If a line below contains the word "wall", count it. Please give the total and nothing else.

++++

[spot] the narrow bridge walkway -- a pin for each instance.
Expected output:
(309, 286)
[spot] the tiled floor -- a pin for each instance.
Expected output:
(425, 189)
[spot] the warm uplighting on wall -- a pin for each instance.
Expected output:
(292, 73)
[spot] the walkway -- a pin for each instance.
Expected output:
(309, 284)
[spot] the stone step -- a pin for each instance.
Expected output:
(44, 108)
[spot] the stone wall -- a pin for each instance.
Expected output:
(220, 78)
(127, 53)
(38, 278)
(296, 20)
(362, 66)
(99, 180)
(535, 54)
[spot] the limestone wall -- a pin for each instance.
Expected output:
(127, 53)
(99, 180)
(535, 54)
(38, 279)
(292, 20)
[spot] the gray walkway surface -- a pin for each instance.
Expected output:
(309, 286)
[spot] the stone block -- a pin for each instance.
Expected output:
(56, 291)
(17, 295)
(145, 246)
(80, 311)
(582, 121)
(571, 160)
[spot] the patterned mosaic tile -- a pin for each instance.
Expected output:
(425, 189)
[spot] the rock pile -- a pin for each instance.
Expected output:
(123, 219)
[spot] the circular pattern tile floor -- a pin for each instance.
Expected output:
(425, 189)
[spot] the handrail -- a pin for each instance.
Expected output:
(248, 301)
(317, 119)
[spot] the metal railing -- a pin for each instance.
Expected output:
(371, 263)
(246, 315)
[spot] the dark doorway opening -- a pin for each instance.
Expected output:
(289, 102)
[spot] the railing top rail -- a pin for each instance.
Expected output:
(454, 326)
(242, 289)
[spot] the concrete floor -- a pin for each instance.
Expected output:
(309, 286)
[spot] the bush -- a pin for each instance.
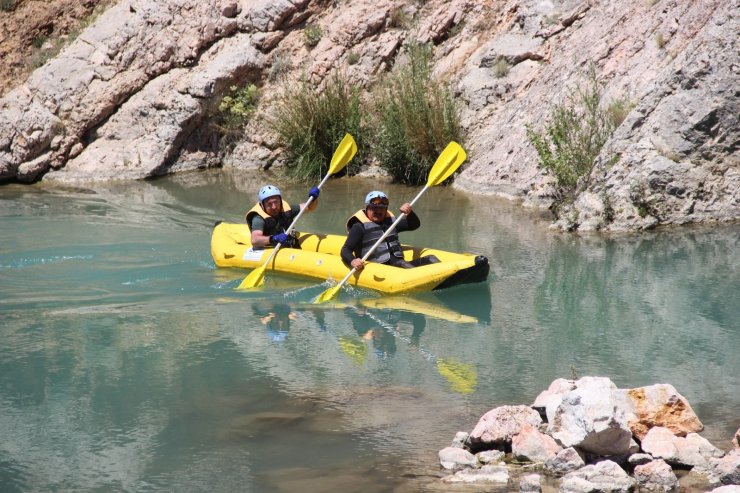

++++

◆ ANSWER BOX
3